ASSIGNMENT - Whenever a line of the listing contains "hand", it counts; give the total number of such lines and nothing more.
------------
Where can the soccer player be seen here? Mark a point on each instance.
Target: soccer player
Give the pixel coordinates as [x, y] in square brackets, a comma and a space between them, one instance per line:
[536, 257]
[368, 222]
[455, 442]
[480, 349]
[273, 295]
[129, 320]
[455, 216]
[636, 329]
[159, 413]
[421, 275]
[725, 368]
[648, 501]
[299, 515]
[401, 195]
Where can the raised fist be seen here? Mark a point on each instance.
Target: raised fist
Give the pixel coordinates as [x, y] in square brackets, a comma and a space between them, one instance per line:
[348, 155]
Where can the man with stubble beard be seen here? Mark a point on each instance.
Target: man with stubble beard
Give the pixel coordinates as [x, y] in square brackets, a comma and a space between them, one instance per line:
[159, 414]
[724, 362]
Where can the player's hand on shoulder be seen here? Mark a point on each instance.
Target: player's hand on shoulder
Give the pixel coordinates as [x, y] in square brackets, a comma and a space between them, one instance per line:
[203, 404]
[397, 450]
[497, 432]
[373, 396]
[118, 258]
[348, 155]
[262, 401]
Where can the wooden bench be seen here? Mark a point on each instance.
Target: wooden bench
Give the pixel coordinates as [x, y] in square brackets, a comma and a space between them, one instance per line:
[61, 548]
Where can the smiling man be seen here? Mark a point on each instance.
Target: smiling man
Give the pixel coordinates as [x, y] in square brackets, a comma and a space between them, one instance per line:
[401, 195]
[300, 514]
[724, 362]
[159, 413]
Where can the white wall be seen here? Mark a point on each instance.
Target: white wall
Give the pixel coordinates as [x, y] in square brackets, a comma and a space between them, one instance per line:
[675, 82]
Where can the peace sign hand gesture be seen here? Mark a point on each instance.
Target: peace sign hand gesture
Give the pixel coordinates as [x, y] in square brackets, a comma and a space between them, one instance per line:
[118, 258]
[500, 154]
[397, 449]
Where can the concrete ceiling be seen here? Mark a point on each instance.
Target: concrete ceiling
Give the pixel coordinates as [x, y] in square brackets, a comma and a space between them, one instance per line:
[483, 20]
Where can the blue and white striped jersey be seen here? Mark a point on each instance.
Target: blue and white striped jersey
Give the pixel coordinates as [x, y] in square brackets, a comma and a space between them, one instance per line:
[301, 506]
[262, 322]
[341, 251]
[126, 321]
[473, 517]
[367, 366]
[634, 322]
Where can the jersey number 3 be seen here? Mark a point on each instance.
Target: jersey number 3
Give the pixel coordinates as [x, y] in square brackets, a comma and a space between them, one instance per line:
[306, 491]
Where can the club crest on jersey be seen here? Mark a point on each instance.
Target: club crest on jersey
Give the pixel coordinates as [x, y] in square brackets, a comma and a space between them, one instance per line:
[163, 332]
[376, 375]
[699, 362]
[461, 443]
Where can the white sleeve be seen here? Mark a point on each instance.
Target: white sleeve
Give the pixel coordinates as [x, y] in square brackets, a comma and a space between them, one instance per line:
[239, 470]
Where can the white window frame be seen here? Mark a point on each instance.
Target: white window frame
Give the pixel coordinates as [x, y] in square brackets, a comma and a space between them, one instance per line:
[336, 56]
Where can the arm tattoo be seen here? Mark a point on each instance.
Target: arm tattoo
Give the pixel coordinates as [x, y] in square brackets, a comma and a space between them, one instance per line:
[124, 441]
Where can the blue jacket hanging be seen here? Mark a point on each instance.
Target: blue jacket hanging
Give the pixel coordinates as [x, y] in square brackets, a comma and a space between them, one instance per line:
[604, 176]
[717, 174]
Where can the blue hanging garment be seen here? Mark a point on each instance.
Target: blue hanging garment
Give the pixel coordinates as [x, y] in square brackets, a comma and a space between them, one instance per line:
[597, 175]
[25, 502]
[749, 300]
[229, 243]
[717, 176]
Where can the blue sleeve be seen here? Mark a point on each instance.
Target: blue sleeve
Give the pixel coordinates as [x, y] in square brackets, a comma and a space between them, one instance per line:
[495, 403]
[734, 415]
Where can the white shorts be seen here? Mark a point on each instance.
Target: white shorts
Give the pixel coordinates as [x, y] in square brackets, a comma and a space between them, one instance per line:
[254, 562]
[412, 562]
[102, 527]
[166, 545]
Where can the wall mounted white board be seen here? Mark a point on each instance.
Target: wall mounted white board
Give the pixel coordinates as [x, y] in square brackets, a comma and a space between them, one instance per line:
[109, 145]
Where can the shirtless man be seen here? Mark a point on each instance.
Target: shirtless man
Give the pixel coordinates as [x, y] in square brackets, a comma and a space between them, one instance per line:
------------
RESULT BELOW - 4